__EXERCISE__:
Extract the text of every entry below exactly; leave images out.

━━━━━ DATA TO PROCESS

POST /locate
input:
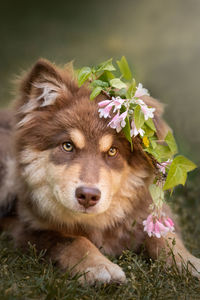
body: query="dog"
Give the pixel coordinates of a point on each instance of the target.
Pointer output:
(71, 185)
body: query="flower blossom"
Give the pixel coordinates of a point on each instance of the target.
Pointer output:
(118, 122)
(107, 105)
(135, 131)
(105, 112)
(147, 111)
(162, 166)
(141, 91)
(158, 227)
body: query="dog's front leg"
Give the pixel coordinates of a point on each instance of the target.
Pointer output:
(77, 254)
(174, 249)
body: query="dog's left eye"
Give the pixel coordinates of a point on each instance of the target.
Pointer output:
(68, 147)
(112, 151)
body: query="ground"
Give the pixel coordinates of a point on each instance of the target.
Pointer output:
(30, 276)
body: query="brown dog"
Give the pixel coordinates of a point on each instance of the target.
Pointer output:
(74, 181)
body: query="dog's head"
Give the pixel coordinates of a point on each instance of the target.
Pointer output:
(71, 161)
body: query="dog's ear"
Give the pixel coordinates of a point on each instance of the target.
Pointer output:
(42, 86)
(161, 126)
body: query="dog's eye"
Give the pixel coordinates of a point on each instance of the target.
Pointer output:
(68, 147)
(112, 151)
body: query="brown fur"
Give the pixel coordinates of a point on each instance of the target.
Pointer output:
(46, 177)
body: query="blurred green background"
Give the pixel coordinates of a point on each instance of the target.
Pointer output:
(161, 40)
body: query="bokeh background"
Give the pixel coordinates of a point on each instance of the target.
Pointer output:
(161, 40)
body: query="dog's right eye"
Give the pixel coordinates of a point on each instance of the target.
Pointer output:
(68, 147)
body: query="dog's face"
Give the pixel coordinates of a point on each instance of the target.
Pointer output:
(70, 159)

━━━━━━━━━━

__ANSWER TO THE EXERCISE__:
POST /locate
input:
body: query="dog"
Give the pixel coordinates of a point on each instance of the target.
Pointer output:
(71, 185)
body: query="flower blossom"
Give the pixel coordinates of a point on each instance of the target.
Pointer output:
(118, 122)
(107, 105)
(135, 131)
(105, 112)
(147, 111)
(162, 166)
(141, 91)
(158, 227)
body: query="dog's front leg"
Give the pixel coordinates of a point on each instance of the target.
Pointer output:
(77, 254)
(174, 249)
body: query="dog's left eye"
Give the pixel coordinates of a point on each instance of the target.
Pointer output:
(68, 147)
(112, 151)
body: query="ground"
Give the pixel coordinates of a point on each instance of the target.
Pointer output:
(30, 276)
body: query="brown dog"
Give the pixel coordinates of a point on each instance of the target.
Pointer output:
(74, 181)
body: query="dog's head"
Give the pixel coordinates of a point on each instance of the target.
Pointer output:
(71, 161)
body: query="dog's ear"
Give the pixel coordinates of a point on each instance of the target.
Pointer output:
(42, 86)
(161, 126)
body: query="dog's eye"
Give the pixel coordinates of a point on each instance of the target.
Pointer output:
(68, 147)
(112, 151)
body: query="brown fur"
Give the pixel coordinates of a point on each instance of the target.
Pointer output:
(46, 177)
body: query="blurred green background"
Give the pixel coordinates of a point on each instance of the target.
Pointer output:
(161, 40)
body: query="bokeh background"
Give the pixel coordinates of a point on each instance of the target.
Pointer output:
(161, 40)
body: query="dog's right eye"
Give the pixel coordinates of a point on each instance of the target.
Pointer output:
(68, 147)
body: query="dog's face"
Give the pixel coordinates of a point on each instance of the target.
Pointer output:
(70, 159)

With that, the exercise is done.